### Data provided
• • • • •
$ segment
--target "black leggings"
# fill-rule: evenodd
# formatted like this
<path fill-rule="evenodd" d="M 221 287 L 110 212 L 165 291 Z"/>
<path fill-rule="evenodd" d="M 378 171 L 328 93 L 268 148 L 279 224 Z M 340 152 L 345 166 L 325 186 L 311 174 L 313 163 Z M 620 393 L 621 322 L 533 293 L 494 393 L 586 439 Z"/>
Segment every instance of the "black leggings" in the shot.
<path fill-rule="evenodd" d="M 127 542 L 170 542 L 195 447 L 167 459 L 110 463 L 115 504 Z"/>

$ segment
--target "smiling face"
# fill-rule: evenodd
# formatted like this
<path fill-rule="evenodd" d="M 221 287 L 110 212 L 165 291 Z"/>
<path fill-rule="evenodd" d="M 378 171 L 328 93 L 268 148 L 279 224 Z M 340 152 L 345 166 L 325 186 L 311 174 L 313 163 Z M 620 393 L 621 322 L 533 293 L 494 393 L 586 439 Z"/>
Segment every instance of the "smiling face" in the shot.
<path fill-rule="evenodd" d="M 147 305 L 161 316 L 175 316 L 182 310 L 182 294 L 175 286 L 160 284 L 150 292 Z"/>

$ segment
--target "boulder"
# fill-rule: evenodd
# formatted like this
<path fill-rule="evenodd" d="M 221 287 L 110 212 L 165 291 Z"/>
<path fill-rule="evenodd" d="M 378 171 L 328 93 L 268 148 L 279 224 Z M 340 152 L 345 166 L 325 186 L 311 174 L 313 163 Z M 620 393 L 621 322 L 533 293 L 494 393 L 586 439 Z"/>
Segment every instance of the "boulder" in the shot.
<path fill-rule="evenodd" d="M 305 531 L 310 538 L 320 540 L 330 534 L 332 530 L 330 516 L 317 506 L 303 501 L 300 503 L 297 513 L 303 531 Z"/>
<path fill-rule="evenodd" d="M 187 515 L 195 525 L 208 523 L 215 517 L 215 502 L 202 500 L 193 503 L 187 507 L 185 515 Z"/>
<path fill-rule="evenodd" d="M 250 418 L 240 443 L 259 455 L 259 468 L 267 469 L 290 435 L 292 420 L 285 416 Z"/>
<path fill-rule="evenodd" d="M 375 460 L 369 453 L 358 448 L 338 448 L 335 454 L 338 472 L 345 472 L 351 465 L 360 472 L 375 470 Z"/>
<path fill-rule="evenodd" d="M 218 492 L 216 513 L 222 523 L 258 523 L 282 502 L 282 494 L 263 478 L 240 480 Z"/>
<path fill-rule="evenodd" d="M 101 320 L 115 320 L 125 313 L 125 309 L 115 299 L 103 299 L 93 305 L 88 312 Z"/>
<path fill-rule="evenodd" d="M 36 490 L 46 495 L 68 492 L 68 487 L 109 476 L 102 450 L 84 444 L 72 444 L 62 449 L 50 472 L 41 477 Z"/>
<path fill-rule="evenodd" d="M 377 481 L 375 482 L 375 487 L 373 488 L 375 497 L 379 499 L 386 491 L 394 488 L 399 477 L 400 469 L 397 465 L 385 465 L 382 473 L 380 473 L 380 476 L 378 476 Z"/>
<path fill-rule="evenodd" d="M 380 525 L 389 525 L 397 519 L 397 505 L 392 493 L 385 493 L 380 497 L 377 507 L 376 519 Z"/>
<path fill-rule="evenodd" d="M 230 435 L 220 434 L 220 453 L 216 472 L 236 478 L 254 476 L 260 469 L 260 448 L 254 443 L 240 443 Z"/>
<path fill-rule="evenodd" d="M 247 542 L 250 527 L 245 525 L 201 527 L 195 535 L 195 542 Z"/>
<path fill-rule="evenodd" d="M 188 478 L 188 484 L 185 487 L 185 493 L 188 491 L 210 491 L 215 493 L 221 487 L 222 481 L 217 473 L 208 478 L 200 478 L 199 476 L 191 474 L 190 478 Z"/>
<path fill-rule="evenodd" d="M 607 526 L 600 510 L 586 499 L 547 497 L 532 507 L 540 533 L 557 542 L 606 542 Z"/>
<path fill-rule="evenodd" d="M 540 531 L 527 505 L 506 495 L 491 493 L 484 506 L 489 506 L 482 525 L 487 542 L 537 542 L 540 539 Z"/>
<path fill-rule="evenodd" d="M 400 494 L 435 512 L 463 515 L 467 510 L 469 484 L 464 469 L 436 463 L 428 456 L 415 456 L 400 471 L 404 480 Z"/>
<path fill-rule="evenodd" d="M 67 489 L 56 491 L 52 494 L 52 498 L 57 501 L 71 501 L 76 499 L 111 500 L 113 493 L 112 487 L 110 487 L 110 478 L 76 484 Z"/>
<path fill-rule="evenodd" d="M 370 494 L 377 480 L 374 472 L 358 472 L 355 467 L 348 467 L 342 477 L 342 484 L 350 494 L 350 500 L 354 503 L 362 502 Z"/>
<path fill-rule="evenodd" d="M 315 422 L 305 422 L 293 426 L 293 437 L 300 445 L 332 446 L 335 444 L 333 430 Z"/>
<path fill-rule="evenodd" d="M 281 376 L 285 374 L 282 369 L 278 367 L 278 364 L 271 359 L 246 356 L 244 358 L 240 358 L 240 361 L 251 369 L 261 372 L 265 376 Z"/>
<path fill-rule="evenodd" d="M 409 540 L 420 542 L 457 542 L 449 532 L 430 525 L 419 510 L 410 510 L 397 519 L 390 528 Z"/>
• • • • •
### How to complete this task
Copy all lines above where "target" is present.

### Answer to this task
--target "black leggings"
--target "smiling face"
--target "boulder"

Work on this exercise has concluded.